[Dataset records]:
--------
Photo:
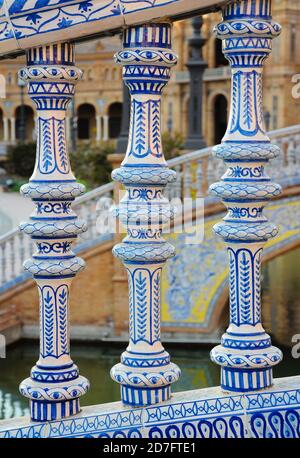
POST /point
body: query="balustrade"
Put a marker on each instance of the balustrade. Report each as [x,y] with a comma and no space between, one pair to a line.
[246,355]
[145,372]
[54,385]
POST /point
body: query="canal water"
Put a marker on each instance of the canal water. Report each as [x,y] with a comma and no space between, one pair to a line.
[281,305]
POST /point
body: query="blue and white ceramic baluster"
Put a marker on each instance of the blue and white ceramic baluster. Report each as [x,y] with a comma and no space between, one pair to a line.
[54,386]
[145,372]
[246,355]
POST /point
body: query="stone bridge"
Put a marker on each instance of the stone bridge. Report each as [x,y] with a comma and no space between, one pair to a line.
[248,403]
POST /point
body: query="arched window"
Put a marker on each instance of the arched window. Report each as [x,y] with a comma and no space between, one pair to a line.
[86,122]
[115,116]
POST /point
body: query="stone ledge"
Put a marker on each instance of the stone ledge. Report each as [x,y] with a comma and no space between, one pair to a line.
[201,413]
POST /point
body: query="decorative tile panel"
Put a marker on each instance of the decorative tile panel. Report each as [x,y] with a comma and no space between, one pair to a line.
[206,413]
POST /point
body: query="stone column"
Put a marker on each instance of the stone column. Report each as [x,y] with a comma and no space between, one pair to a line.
[196,66]
[54,386]
[12,130]
[105,128]
[98,128]
[5,130]
[246,355]
[145,372]
[123,137]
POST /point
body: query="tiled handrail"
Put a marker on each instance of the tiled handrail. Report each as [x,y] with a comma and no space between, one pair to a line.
[196,171]
[33,23]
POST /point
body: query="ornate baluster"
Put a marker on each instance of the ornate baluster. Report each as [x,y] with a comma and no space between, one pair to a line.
[178,182]
[187,179]
[55,385]
[199,178]
[145,372]
[3,263]
[21,249]
[246,355]
[12,257]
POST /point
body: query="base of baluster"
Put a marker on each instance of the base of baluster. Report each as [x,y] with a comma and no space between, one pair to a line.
[47,411]
[144,396]
[233,379]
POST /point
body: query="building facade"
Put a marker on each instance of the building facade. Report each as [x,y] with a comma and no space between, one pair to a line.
[96,113]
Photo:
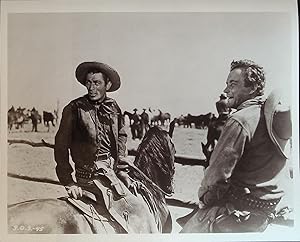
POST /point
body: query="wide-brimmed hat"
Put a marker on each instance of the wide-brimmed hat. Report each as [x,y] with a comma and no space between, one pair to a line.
[223,96]
[84,68]
[278,120]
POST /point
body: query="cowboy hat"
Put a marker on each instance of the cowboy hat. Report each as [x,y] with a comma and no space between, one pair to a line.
[278,120]
[223,96]
[84,68]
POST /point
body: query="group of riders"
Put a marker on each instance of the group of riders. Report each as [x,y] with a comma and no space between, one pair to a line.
[141,122]
[242,187]
[20,116]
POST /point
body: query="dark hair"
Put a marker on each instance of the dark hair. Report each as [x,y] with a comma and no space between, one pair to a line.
[254,74]
[95,70]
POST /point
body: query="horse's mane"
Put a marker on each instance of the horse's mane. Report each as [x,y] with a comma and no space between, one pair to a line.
[155,157]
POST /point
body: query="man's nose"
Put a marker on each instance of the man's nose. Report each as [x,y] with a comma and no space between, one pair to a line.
[226,90]
[91,86]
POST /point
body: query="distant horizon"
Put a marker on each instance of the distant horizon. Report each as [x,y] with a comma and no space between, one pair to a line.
[177,62]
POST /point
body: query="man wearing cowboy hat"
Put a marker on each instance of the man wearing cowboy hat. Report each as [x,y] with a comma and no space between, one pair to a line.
[243,185]
[221,105]
[92,129]
[136,127]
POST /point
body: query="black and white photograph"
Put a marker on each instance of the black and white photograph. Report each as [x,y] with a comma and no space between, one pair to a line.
[149,119]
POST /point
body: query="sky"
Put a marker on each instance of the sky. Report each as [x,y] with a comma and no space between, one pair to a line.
[177,62]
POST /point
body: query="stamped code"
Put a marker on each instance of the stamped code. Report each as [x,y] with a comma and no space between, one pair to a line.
[27,228]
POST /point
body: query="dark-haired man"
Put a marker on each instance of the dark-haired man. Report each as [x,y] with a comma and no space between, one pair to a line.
[243,185]
[92,130]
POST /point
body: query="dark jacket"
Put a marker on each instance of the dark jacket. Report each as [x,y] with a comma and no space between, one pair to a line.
[77,133]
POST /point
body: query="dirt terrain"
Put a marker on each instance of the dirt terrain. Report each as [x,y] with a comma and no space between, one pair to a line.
[25,161]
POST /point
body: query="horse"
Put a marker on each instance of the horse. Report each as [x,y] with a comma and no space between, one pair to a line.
[16,117]
[129,115]
[197,120]
[153,171]
[215,128]
[164,117]
[154,117]
[136,126]
[145,120]
[48,117]
[35,119]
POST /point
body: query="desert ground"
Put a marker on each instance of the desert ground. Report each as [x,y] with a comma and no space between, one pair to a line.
[38,162]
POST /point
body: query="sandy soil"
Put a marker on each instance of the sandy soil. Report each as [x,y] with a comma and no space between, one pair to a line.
[38,162]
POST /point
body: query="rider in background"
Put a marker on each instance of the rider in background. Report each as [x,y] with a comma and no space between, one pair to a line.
[244,184]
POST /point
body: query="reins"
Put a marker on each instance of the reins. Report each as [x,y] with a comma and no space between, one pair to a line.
[148,179]
[171,130]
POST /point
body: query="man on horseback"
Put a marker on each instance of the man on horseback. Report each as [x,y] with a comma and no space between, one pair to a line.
[243,186]
[92,128]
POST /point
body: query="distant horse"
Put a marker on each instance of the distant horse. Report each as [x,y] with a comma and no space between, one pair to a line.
[145,120]
[129,115]
[196,120]
[48,117]
[136,126]
[16,117]
[215,128]
[154,117]
[35,119]
[152,178]
[163,117]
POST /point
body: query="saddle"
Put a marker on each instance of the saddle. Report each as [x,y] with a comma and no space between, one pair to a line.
[121,206]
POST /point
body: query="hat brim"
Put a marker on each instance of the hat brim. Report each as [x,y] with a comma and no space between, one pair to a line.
[84,68]
[270,109]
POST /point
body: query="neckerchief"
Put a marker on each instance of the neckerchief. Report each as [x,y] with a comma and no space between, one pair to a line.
[259,100]
[105,107]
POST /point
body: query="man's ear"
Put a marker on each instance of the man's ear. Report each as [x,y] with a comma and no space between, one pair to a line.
[108,85]
[253,89]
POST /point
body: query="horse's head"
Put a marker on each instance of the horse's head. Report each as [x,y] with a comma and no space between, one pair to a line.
[156,155]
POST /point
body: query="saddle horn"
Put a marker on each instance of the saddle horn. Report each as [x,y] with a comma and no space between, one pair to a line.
[171,127]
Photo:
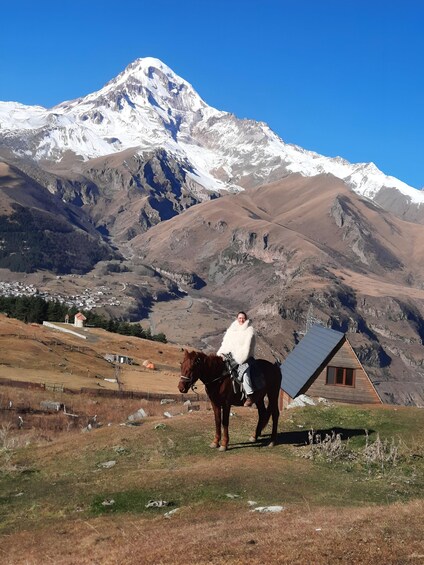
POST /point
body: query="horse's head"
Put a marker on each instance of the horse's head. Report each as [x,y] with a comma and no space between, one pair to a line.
[190,370]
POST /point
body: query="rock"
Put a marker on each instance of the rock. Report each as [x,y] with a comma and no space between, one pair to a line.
[107,464]
[170,513]
[302,400]
[158,504]
[51,405]
[262,509]
[160,427]
[137,416]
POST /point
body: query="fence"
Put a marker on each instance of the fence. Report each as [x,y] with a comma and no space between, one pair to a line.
[55,387]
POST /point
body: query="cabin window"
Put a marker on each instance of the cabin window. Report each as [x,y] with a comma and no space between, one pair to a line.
[340,376]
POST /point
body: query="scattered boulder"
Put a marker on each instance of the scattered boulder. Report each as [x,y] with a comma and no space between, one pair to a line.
[301,400]
[51,405]
[275,508]
[107,464]
[158,504]
[137,416]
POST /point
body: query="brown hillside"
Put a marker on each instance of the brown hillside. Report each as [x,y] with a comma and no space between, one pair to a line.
[35,353]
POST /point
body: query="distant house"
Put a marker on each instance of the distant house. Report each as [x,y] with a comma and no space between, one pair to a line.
[323,364]
[79,320]
[116,358]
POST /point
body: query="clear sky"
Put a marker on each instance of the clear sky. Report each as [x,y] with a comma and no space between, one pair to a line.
[339,77]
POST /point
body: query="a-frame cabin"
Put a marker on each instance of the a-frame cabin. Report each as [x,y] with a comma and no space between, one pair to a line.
[323,364]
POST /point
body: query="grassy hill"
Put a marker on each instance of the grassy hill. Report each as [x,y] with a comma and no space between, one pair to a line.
[349,479]
[354,499]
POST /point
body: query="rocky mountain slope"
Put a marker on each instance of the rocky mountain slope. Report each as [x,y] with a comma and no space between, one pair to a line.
[149,110]
[302,249]
[216,213]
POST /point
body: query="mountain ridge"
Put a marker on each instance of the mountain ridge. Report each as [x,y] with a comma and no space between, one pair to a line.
[153,107]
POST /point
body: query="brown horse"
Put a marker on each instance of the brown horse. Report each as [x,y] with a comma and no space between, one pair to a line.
[213,372]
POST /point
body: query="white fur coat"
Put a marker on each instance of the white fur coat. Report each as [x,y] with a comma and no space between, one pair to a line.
[239,340]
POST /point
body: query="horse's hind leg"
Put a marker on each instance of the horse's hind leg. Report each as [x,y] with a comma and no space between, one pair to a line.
[225,426]
[217,439]
[275,413]
[261,420]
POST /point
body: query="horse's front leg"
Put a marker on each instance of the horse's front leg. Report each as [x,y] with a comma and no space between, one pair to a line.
[217,414]
[225,425]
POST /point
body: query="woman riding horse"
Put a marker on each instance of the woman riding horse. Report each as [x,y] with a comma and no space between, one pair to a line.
[213,372]
[239,340]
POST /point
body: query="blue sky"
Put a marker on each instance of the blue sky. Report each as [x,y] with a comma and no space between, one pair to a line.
[339,77]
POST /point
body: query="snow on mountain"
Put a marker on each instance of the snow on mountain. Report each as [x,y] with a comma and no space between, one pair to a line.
[148,106]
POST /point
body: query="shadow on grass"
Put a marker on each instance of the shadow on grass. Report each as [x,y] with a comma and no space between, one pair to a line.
[301,438]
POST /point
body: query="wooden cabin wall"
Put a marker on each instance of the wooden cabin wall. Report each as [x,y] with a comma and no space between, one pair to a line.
[362,393]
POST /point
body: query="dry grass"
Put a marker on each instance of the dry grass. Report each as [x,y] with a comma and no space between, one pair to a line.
[299,535]
[335,510]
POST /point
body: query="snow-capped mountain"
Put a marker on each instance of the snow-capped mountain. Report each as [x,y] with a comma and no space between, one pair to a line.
[148,107]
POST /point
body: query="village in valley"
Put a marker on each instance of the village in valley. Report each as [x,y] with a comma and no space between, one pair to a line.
[87,300]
--------
[SET TASK]: Return every line of the records above that contains the string "arched".

[SOLUTION FOR THIS EXERCISE]:
body: query="arched window"
Put a marker on each instance of the arched window. Report each as [x,y] with a comma and no space between, one pair to a line.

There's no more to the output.